**DESCRIPTION OF THE TASK**
Please reproduce word for word everything in the listing below, from the line containing "out the haze" down to the line containing "[(229, 21)]", including both of those lines.

**TASK MATERIAL**
..........

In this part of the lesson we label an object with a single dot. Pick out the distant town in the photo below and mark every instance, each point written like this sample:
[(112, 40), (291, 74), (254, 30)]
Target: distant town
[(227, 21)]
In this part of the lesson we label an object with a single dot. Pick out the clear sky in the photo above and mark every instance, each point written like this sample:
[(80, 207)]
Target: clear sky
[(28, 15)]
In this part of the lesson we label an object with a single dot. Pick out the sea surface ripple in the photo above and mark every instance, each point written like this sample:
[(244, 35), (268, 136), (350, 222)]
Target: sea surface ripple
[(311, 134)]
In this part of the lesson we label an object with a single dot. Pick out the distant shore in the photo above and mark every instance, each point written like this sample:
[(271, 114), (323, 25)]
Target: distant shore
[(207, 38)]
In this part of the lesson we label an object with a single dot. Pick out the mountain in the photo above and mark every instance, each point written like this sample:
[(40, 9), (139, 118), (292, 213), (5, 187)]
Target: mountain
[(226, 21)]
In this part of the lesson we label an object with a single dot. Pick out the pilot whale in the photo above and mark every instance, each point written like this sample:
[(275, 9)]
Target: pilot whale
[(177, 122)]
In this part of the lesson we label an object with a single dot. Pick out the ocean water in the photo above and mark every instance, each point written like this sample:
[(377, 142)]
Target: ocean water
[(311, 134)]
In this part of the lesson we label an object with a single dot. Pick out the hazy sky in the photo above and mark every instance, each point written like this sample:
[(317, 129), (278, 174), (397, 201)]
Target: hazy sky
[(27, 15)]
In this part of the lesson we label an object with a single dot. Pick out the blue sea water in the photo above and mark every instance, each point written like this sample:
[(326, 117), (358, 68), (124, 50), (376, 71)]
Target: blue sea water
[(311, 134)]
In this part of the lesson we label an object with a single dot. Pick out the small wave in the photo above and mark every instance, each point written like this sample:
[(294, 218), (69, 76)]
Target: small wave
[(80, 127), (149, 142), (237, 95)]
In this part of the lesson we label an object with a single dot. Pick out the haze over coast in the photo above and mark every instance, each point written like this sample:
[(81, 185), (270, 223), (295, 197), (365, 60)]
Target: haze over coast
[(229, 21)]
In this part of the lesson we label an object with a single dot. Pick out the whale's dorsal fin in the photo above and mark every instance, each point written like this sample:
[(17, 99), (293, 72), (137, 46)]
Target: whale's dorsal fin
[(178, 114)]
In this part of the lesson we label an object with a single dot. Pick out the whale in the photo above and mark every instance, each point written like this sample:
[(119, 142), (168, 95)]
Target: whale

..........

**OUTPUT OF THE TASK**
In this part of the lesson we label an object with a single dot. Pick out the haze over coast in the photo above and mark every instance, each point written like this sample:
[(81, 185), (270, 223), (295, 197), (365, 60)]
Target: haze over coast
[(229, 21)]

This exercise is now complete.